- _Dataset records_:

*** Begin section ***

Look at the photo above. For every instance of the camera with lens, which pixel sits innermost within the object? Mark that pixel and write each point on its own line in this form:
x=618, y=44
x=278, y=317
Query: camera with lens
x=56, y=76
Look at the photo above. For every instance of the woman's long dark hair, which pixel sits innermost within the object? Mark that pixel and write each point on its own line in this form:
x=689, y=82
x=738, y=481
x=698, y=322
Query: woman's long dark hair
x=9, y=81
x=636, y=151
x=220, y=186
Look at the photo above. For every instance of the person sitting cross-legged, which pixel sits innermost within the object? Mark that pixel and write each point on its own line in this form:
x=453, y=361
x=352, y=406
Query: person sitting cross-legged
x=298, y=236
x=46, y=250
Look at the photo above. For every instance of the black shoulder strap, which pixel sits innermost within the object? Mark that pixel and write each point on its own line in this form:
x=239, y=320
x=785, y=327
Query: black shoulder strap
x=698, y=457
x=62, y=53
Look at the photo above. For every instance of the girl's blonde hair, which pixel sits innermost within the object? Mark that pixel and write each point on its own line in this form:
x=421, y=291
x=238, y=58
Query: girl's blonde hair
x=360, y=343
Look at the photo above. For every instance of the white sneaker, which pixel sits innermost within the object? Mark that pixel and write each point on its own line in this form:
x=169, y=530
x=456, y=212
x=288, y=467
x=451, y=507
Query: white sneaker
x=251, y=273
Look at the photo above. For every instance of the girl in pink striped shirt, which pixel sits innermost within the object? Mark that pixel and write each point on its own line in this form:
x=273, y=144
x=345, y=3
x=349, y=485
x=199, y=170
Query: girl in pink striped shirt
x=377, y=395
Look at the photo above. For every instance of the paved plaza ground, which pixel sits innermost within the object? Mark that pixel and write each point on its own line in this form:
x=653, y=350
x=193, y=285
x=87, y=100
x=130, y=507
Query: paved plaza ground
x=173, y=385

*** End section ***

- _What the task asks_: The answer should contain only the lines from the first line of the entries through the line holding "x=689, y=82", each exactly as written.

- _Solved exercise_:
Look at the photo above. For every instance of the camera with lens, which pixel sits innermost within the object? Mark that pixel and write each point on its own line in this form:
x=618, y=44
x=278, y=317
Query: camera with lens
x=56, y=76
Look at the photo above. For every instance of the woman's long dark hair, which pixel sits innermost within the object? Mark that pixel and write each point on its own line in this form:
x=689, y=82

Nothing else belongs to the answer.